[Data listing start]
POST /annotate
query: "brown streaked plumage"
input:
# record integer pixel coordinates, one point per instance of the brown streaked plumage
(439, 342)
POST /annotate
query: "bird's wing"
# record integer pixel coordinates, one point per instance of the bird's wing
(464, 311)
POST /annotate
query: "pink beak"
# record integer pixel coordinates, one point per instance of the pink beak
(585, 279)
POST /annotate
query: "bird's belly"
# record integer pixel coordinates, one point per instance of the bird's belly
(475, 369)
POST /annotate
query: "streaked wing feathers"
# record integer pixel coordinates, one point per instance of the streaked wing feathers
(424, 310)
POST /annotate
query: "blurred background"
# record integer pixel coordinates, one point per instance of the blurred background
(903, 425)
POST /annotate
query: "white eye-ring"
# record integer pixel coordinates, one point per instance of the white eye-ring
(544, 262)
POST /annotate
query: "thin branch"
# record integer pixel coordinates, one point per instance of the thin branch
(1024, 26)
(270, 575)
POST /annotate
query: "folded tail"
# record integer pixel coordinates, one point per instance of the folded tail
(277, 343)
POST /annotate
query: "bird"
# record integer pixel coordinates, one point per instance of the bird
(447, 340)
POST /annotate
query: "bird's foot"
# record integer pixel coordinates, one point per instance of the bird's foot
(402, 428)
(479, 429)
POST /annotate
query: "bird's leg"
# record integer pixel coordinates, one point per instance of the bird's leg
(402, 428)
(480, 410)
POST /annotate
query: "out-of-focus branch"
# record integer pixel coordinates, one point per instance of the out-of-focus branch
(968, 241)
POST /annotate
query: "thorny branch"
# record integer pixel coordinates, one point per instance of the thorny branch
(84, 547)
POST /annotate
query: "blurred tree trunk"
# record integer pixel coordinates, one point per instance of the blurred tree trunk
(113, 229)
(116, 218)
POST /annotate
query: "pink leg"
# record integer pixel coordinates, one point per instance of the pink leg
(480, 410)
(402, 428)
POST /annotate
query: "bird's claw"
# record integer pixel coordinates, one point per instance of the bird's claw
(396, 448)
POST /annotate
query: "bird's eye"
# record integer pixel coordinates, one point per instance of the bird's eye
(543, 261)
[Data listing end]
*Task details*. Please find each line in the material above that contains the word "belly" and copy those lines.

*Correct output*.
query: "bird's belly"
# record integer pixel coordinates, one point per instance of the bird's belly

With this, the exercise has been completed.